## [Text block]

Rabbi Yaakov Dov Bleich.
(photo credit: SAM SOKOL)
A building housing a Jewish social welfare center in Kramatorsk, in eastern Ukraine, was hit by rockets on Tuesday during a barrage that killed at least seven people in the government- held city.
Two rockets hit the nine-story building housing the city’s Hesed branch but failed to explode, according to the American Jewish Joint Distribution Committee, which runs the network of community service centers in the former Soviet Union.
Speaking with The Jerusalem Post, Hesed director Galina Gabinskaya recalled eating lunch when she heard the first rocket strike in the courtyard of the building. Looking out her first floor window she saw its tail sticking up out of the ground. Shortly afterward, she heard the second rocket hit the roof.
Hesed employees called emergency services and bundled the 12 elderly clients who were in the building at the time into taxi cabs, before leaving themselves.
At first “we were in shock and didn’t understand what was going on and that we were under shelling. The fear came later” as reality sank in, Gabinskaya said.
JDC CEO Alan Gill said, “This latest development is another stark reminder of the harsh conditions on the ground that impact the lives of the most vulnerable in Ukraine every day. As we mourn the loss of life, our staff on the ground are tending to the elderly and poor Jews we serve in the city to ensure their safety. We remain vigilant and dedicated to delivering humanitarian aid to the thousands in Ukraine who are facing violence, scarcity of food and medicine, and the harsh winter months.”
The center in Kramatorsk provides services to more than 560 elderly and poor Jews.
While the social service network usually deals with issues of poverty, especially among the elderly, during the course of the Russian-backed insurgency it has increased its operational tempo to provide services for more than 4,600 Jews in the war zone and to 2,400 internally displaced persons.

## [Description of the task]
Update the Kramatorsk rocket strike report by rewriting everything from "Hesed employees called" down to "in, Gabinskaya said.", with "taxi cabs" changed to "private cars".

## [Excerpted data]
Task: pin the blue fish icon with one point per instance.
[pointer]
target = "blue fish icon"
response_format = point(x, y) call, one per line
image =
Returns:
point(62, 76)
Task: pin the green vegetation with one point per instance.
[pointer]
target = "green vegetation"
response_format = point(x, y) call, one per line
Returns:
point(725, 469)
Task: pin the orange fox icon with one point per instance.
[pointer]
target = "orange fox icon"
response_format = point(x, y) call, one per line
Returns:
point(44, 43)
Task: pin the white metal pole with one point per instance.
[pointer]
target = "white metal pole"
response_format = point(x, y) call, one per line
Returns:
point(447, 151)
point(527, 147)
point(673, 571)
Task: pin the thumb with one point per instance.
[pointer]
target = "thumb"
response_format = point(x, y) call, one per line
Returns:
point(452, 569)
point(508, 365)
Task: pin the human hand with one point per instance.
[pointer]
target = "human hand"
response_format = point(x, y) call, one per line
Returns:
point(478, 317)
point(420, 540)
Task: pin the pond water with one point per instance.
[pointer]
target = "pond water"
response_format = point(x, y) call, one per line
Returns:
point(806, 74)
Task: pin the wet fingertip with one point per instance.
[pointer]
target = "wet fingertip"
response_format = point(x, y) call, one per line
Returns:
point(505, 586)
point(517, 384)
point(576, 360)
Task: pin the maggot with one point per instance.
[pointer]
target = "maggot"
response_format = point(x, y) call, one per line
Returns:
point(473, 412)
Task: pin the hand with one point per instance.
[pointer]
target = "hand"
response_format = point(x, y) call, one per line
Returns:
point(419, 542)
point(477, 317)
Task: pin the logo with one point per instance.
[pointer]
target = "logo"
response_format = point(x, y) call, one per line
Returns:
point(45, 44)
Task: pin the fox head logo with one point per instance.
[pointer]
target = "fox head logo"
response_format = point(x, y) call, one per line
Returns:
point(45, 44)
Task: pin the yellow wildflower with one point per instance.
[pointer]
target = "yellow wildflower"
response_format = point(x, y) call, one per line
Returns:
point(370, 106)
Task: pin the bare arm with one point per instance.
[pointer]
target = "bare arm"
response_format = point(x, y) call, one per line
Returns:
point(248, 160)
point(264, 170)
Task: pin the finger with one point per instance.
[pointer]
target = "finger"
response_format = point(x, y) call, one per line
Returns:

## [Your response]
Hesed employees called emergency services and bundled the 12 elderly clients who were in the building at the time into private cars, before leaving themselves.
At first “we were in shock and didn’t understand what was going on and that we were under shelling. The fear came later” as reality sank in, Gabinskaya said.